The Minister thanked Members of the Committee for their invaluable inputs which had given NDT valuable food for thought. NDT would have to go back and unpack the issues raised by Members and reflect on them as it developed its strategy. It would have to see whether it could re-position itself to respond to the issues. An important question was how to bring everybody on board, and she agreed with the DDG that NDT should work with editors to keep everyone better informed. Everyone had a duty to work towards a better South Africa. She looked forward to working with the Committee.

Further discussion
The Acting Chairperson, Ms Makhubela-Mashele, thanked the Minister and NDT and hoped that all Members felt that their questions had been responded to. She noted that several Members wished to speak.

Mr Gumbi asked for an expansion of the information provided about the tourism levy. He understood that it was a once-off levy that went to TOMSA, Tourism Marketing South Africa. The funds collected were primarily used by SA Tourism to market and promote South Africa as a preferred travel and tourism destination. He had heard that the levy was voluntary so he needed to know why one would pay the levy. What did one get out of paying the levy? He was not interested in the origins but in why people committed to paying the levy.

Another Member noted a response had not been given on the question of EPWP positions being classified as jobs. They were only temporary jobs so why include them in that definition of jobs?

The DG replied that those establishments that benefitted from tourists were part of the whole SA that was being marketed. When tourists came, they would see from the brochures which were the best places to go. The tourists would consume food and beverage or transport offered by the very same people who collected those levies. The 1% was a consumer fund and did not belong to the establishment that charged the levy – it was to promote the country as a whole. The details about jobs supplied to NDT by StatsSA were taken from the entire value chain from accommodation establishments to other sectors in the tourism industry. The job opportunities targeted by NDT were those that it thought were needed the most.

Concluding remarks
Mr Khalipha thanked the Minister and NDT for the briefing. The Committee would be overseeing NDT very decisively and matters would not be swept under the carpet. The Committee would not cross swords with NDT, but it would objectively draw attention to the items NDT had committed to in its Annual Performance Plan. The channels of communication would be open at all levels between the Portfolio Committee and NDT. He appreciated the time and resources invested in preparing the quality inputs for the meeting. He had learned much. He was happy because things were going in the right direction.

__GIVEN DATA__.
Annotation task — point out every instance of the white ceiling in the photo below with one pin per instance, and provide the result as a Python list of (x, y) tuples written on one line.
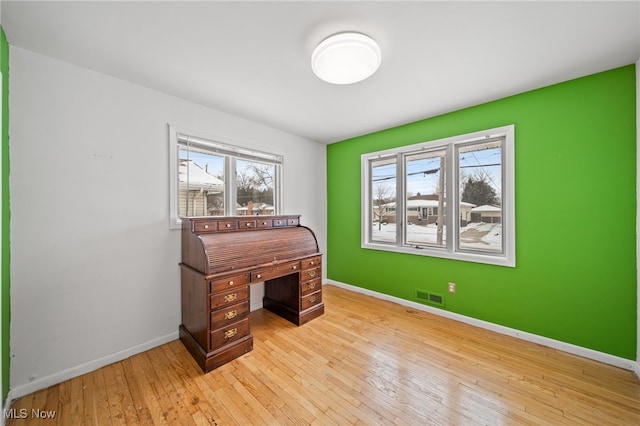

__EXERCISE A__.
Do the following statements agree with the meeting account? Answer yes or no for each, and quote the exact words from the account that decide it.
(i) The DG said the 1% levy belonged to the establishment that charged it.
(ii) Mr Gumbi had heard that the tourism levy was voluntary.
(iii) Mr Khalipha said the Committee would cross swords with NDT.
__EXERCISE B__.
Quote the part of the meeting account that opens with the words containing "Another Member noted" and closes with "needed the most.".

__FULL ANSWER A__.
(i) No: "The 1% was a consumer fund and did not belong to the establishment that charged the levy"
(ii) Yes: "He had heard that the levy was voluntary"
(iii) No: "The Committee would not cross swords with NDT"

__FULL ANSWER B__.
Another Member noted a response had not been given on the question of EPWP positions being classified as jobs. They were only temporary jobs so why include them in that definition of jobs?

The DG replied that those establishments that benefitted from tourists were part of the whole SA that was being marketed. When tourists came, they would see from the brochures which were the best places to go. The tourists would consume food and beverage or transport offered by the very same people who collected those levies. The 1% was a consumer fund and did not belong to the establishment that charged the levy – it was to promote the country as a whole. The details about jobs supplied to NDT by StatsSA were taken from the entire value chain from accommodation establishments to other sectors in the tourism industry. The job opportunities targeted by NDT were those that it thought were needed the most.